Directives:
(a) Explain in one to three sentences why the writer of the wedding-planning forum post asked the hotel about its cancellation policy.
(b) Retype the wedding-planning forum post between "I was in the" and "no way back.", inclusive, without any changes.

Advice on a disaster please!

Wenchinson, 31 August, 2013 at 10:22 Posted on Planning 0 8

I'm more a lurker than a poster but I came on here to share my experience with ladies who might understand more than my unmarried friends seem to :/

We get married 5 weeks today in Church then on to a hotel local to the Church. When we looked at the hotel it's nothing spectacular but is informal, relaxed and ever so friendly - which was what we wanted for the day. Everytime we've gone in the staff have been so welcoming.

The problem arises when putting anything into writing, returning calls or confirming aspects. Ie I had no idea HOW they know where we want the tables, who the DJ is etc etc.

So yesterday, at my wits end, having had my promises broken so many times I ask what the cancellation policy was.

I was in the middle of a huge well known department store when the hotel ring me. They say that it's fine, they'll refund the lot. The manager was shouting at me that he was just back from a holiday, he was doing a 16 hour shift, that he's sorry that my wedding isn't getting enough attention but he thinks that thinks have come to a head and there was no way back.

Source excerpt:

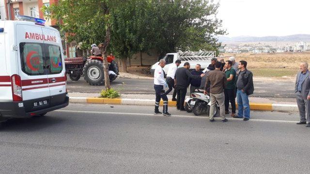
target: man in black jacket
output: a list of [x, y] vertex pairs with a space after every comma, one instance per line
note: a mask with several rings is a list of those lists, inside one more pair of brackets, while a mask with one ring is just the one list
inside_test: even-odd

Answers:
(a) The writer was at their wits' end because the hotel had broken its promises so many times. The hotel had repeatedly failed to put things in writing, return calls, or confirm arrangements, and the writer did not know how the hotel would know where the tables should go or who the DJ was.

(b)
I was in the middle of a huge well known department store when the hotel ring me. They say that it's fine, they'll refund the lot. The manager was shouting at me that he was just back from a holiday, he was doing a 16 hour shift, that he's sorry that my wedding isn't getting enough attention but he thinks that thinks have come to a head and there was no way back.